**What the exercise asks:** Output the lines of every entry below as a numbered list, leaving out any blank lines.

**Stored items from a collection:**
_ _ _

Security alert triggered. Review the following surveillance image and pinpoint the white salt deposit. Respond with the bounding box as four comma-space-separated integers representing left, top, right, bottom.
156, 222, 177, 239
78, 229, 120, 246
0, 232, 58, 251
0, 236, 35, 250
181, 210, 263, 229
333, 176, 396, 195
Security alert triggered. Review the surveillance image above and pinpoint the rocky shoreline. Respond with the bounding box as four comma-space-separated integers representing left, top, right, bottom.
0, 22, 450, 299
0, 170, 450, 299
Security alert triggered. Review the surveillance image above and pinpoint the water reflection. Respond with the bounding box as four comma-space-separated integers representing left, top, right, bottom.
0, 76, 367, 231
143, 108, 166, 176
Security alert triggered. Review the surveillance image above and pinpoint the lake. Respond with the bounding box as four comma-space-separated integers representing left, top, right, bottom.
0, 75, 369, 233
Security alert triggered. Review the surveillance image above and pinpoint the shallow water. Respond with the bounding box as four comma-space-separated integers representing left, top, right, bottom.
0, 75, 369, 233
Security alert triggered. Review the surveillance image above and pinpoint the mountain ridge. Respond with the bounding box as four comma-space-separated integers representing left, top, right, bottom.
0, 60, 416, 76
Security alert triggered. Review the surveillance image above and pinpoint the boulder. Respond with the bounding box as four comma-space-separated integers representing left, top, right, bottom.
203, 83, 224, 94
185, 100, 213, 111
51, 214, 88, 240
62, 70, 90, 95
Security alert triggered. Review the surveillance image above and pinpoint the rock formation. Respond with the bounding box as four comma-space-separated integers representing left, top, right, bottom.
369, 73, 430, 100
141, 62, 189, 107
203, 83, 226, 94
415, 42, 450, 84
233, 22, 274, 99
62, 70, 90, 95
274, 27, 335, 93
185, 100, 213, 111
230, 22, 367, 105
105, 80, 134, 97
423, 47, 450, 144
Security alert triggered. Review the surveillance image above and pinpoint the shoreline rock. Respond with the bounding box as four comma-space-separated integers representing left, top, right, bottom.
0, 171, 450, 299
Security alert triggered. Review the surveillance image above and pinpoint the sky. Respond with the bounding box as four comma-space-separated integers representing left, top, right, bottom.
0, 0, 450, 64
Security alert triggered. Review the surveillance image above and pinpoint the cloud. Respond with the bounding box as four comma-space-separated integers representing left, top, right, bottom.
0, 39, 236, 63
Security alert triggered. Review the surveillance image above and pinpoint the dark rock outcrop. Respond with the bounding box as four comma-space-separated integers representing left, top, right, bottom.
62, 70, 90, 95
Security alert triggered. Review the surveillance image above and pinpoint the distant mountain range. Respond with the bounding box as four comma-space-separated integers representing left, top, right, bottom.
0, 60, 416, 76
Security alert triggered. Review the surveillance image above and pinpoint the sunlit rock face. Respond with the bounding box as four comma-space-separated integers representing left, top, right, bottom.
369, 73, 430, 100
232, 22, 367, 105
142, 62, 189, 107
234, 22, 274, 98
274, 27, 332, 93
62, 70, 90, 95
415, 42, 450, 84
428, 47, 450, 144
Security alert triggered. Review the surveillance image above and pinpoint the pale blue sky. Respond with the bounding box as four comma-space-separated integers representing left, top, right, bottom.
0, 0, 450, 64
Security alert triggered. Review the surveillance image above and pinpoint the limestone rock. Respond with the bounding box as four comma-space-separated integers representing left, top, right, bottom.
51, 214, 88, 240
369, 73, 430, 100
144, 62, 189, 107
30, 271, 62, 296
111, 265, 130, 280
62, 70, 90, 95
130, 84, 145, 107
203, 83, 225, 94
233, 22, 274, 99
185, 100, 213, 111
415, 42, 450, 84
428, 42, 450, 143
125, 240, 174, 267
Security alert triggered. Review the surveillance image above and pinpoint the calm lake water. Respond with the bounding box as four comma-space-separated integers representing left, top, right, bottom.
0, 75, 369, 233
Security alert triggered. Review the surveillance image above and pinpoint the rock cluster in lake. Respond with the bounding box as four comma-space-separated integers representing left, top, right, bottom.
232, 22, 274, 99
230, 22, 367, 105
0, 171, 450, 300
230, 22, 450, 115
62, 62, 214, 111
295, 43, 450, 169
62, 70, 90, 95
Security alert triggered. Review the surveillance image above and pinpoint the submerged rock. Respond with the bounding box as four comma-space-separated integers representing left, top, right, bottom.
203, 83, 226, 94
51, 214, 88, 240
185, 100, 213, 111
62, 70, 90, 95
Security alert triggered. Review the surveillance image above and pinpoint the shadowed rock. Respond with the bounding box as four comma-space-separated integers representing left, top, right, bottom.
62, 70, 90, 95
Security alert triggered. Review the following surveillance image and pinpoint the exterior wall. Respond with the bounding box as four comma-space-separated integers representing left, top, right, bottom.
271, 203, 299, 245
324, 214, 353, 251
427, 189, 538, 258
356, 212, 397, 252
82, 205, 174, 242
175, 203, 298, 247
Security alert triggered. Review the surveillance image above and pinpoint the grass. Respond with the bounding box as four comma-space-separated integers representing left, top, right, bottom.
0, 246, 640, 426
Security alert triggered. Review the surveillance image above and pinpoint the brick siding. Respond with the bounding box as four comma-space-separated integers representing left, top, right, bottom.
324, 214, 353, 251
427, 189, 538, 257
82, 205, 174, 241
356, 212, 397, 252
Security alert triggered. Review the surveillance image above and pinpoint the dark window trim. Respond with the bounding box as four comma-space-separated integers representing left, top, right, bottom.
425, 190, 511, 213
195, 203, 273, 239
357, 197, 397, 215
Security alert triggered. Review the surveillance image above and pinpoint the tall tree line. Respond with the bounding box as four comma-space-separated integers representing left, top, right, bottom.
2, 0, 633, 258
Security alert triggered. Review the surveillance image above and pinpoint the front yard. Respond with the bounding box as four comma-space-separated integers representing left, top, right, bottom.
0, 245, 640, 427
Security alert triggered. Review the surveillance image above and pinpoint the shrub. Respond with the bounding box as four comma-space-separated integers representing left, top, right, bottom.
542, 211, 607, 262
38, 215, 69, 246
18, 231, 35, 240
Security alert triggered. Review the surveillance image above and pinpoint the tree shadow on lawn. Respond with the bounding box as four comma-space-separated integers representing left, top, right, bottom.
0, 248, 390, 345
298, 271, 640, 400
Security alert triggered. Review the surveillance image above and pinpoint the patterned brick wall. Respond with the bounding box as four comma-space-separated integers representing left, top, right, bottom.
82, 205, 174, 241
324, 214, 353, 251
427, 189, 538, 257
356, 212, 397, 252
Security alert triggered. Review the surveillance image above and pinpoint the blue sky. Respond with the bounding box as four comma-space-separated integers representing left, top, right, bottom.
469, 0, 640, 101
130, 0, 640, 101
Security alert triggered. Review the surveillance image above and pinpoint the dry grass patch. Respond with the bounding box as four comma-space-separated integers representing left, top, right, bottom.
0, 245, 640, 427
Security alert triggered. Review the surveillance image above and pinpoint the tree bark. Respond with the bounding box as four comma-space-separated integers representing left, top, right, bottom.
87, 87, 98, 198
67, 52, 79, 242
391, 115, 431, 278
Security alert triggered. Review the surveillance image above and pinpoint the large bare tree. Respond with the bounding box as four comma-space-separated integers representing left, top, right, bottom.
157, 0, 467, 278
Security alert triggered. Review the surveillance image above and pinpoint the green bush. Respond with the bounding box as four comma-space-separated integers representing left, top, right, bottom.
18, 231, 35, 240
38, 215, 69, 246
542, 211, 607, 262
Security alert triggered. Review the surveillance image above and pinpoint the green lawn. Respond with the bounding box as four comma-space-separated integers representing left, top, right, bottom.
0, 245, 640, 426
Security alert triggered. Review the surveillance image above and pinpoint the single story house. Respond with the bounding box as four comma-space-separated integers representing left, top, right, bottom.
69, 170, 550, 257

_ _ _

**Task result:**
1. Security alert triggered. Review the following surveillance image and pinpoint the white salt deposit. Respond with the bounding box as four comma-space-separated integers representing left, top, right, bottom.
2. 156, 222, 177, 239
3. 78, 229, 120, 246
4. 0, 232, 58, 251
5. 0, 236, 35, 250
6. 181, 210, 263, 229
7. 333, 176, 396, 195
8. Security alert triggered. Review the surveillance image above and pinpoint the rocky shoreline. Respond with the bounding box as four comma-space-separated integers representing left, top, right, bottom.
9. 0, 22, 450, 299
10. 0, 170, 450, 299
11. Security alert triggered. Review the surveillance image above and pinpoint the water reflection. Respond with the bounding box as four comma-space-separated integers representing left, top, right, bottom.
12. 0, 76, 367, 231
13. 143, 108, 166, 176
14. Security alert triggered. Review the surveillance image above and pinpoint the lake. Respond with the bounding box as four comma-space-separated integers representing left, top, right, bottom.
15. 0, 75, 369, 233
16. Security alert triggered. Review the surveillance image above and pinpoint the shallow water. Respond with the bounding box as four comma-space-separated integers representing left, top, right, bottom.
17. 0, 75, 369, 233
18. Security alert triggered. Review the surveillance image above and pinpoint the mountain ridge. Respond with the bounding box as four comma-space-separated integers representing left, top, right, bottom.
19. 0, 60, 416, 76
20. Security alert triggered. Review the surveillance image above and pinpoint the boulder. Respond with the bounding box as four comma-space-separated integers representing left, top, right, bottom.
21. 203, 83, 224, 94
22. 185, 100, 213, 111
23. 51, 214, 88, 240
24. 62, 70, 90, 95
25. Security alert triggered. Review the surveillance image above and pinpoint the rock formation. Respond with the bounding box as four comma-space-separated integers representing left, top, right, bottom.
26. 369, 73, 430, 100
27. 141, 62, 189, 107
28. 203, 83, 226, 94
29. 415, 42, 450, 84
30. 233, 22, 274, 99
31. 62, 70, 90, 95
32. 274, 27, 335, 93
33. 185, 100, 213, 111
34. 230, 22, 367, 105
35. 105, 80, 134, 97
36. 423, 47, 450, 144
37. Security alert triggered. Review the surveillance image above and pinpoint the shoreline rock. Respond with the bounding box as four comma-space-separated integers representing left, top, right, bottom.
38. 0, 171, 450, 299
39. Security alert triggered. Review the surveillance image above and pinpoint the sky. Respond with the bounding box as four comma-space-separated integers representing left, top, right, bottom.
40. 0, 0, 450, 64
41. Security alert triggered. Review the surveillance image above and pinpoint the cloud. Respond with the bounding box as four comma-space-separated integers representing left, top, right, bottom.
42. 0, 39, 236, 63
43. Security alert triggered. Review the surveillance image above and pinpoint the dark rock outcrop. Respond with the bounding box as four comma-space-separated integers representing left, top, right, bottom.
44. 62, 70, 90, 95
45. Security alert triggered. Review the surveillance image above and pinpoint the distant mountain range. Respond with the bounding box as four comma-space-separated integers representing left, top, right, bottom.
46. 0, 60, 416, 76
47. Security alert triggered. Review the surveillance image above and pinpoint the sunlit rock face. Respond with the bounding box as four comma-space-separated integers representing left, top, right, bottom.
48. 369, 73, 430, 100
49. 232, 22, 367, 105
50. 142, 62, 189, 107
51. 234, 22, 274, 98
52. 274, 27, 332, 93
53. 62, 70, 90, 95
54. 415, 42, 450, 84
55. 428, 47, 450, 144
56. Security alert triggered. Review the surveillance image above and pinpoint the pale blue sky. Respond with the bounding box as four comma-space-separated integers representing left, top, right, bottom.
57. 0, 0, 450, 64
58. Security alert triggered. Review the surveillance image above and pinpoint the limestone rock. Respond with the bounding box as four comma-space-separated integers representing left, top, right, bottom.
59. 51, 214, 88, 240
60. 369, 73, 430, 100
61. 144, 62, 189, 107
62. 30, 271, 62, 296
63. 111, 265, 130, 280
64. 62, 70, 90, 95
65. 130, 84, 145, 107
66. 203, 83, 225, 94
67. 233, 22, 274, 99
68. 185, 100, 213, 111
69. 415, 42, 450, 84
70. 428, 42, 450, 143
71. 125, 240, 174, 267
72. Security alert triggered. Review the surveillance image above and pinpoint the calm lake water. Respond with the bounding box as four comma-space-separated integers representing left, top, right, bottom.
73. 0, 75, 369, 233
74. Security alert triggered. Review the surveillance image above and pinpoint the rock cluster in lake. Respond with the bounding box as four comma-space-separated integers representing left, top, right, bottom.
75. 232, 22, 274, 99
76. 230, 22, 367, 105
77. 0, 171, 450, 300
78. 230, 22, 450, 115
79. 62, 62, 214, 111
80. 295, 43, 450, 169
81. 62, 70, 90, 95
82. Security alert triggered. Review the surveillance image above and pinpoint the submerged rock. Respond with the bounding box as four comma-space-separated integers representing left, top, right, bottom.
83. 203, 83, 226, 94
84. 51, 214, 88, 240
85. 185, 100, 213, 111
86. 62, 70, 90, 95
87. Security alert triggered. Review the surveillance image above and pinpoint the shadowed rock. Respond with the bounding box as four comma-space-separated integers representing left, top, right, bottom.
88. 62, 70, 90, 95
89. Security alert triggered. Review the following surveillance image and pinpoint the exterior wall. Respond with the bounding box as four comma-space-separated integers representing left, top, right, bottom.
90. 271, 203, 299, 245
91. 324, 214, 353, 251
92. 427, 189, 538, 258
93. 356, 212, 397, 252
94. 82, 205, 174, 242
95. 175, 203, 298, 247
96. Security alert triggered. Review the surveillance image above and pinpoint the grass. Respond with the bounding box as four comma-space-separated integers representing left, top, right, bottom.
97. 0, 246, 640, 426
98. Security alert triggered. Review the surveillance image above and pinpoint the brick siding. Respond with the bounding box as four comma-space-separated integers representing left, top, right, bottom.
99. 324, 214, 353, 251
100. 427, 189, 538, 257
101. 82, 205, 174, 241
102. 356, 212, 397, 252
103. Security alert triggered. Review the surveillance image above and pinpoint the dark window trim. Respond with the bounding box as four comma-space-separated integers representing left, top, right, bottom.
104. 425, 190, 511, 213
105. 195, 203, 273, 239
106. 357, 197, 397, 215
107. Security alert triggered. Review the surveillance image above and pinpoint the tall tree line. Respond with the bounding box as four comma-space-separated integers representing left, top, right, bottom.
108. 2, 0, 633, 258
109. Security alert triggered. Review the surveillance image above and pinpoint the front yard. Respond with the bounding box as four comma-space-separated integers representing left, top, right, bottom.
110. 0, 245, 640, 427
111. Security alert triggered. Review the surveillance image above and pinpoint the shrub. Respond with the bounding box as four comma-space-separated integers representing left, top, right, bottom.
112. 542, 211, 607, 262
113. 38, 215, 69, 246
114. 18, 231, 35, 240
115. Security alert triggered. Review the surveillance image above and pinpoint the tree shadow on lawn. Respond with the bounding box as four comma-space-separated integers representing left, top, right, bottom.
116. 0, 248, 390, 345
117. 298, 271, 640, 400
118. Security alert triggered. Review the surveillance image above and pinpoint the patterned brick wall. Respond with the bounding box as four comma-space-separated integers representing left, top, right, bottom.
119. 82, 205, 174, 241
120. 324, 214, 353, 251
121. 427, 189, 538, 257
122. 356, 212, 397, 252
123. Security alert triggered. Review the surveillance image above and pinpoint the blue sky. Respond with the bounding box as four comma-space-separated integers representing left, top, right, bottom.
124. 469, 0, 640, 101
125. 130, 0, 640, 101
126. Security alert triggered. Review the surveillance image above and pinpoint the dry grass patch. Respond with the bounding box as four comma-space-separated integers representing left, top, right, bottom.
127. 0, 245, 640, 427
128. Security alert triggered. Review the surveillance image above and pinpoint the tree bark. Respond with the bounding box as four comma-space-separated integers representing left, top, right, bottom.
129. 87, 87, 98, 198
130. 67, 52, 79, 242
131. 391, 115, 431, 278
132. Security alert triggered. Review the surveillance image above and pinpoint the large bare tree. Respond with the bounding box as four comma-space-separated integers representing left, top, right, bottom.
133. 157, 0, 467, 278
134. Security alert triggered. Review the surveillance image above and pinpoint the green bush. Respond with the bounding box as four comma-space-separated integers representing left, top, right, bottom.
135. 18, 231, 35, 240
136. 38, 215, 69, 246
137. 542, 211, 607, 262
138. Security alert triggered. Review the surveillance image above and pinpoint the green lawn. Respond with the bounding box as four comma-space-separated integers representing left, top, right, bottom.
139. 0, 245, 640, 426
140. Security alert triggered. Review the surveillance image above and pinpoint the single story house. Respond with the bounding box as four comma-space-separated integers representing left, top, right, bottom.
141. 69, 170, 550, 257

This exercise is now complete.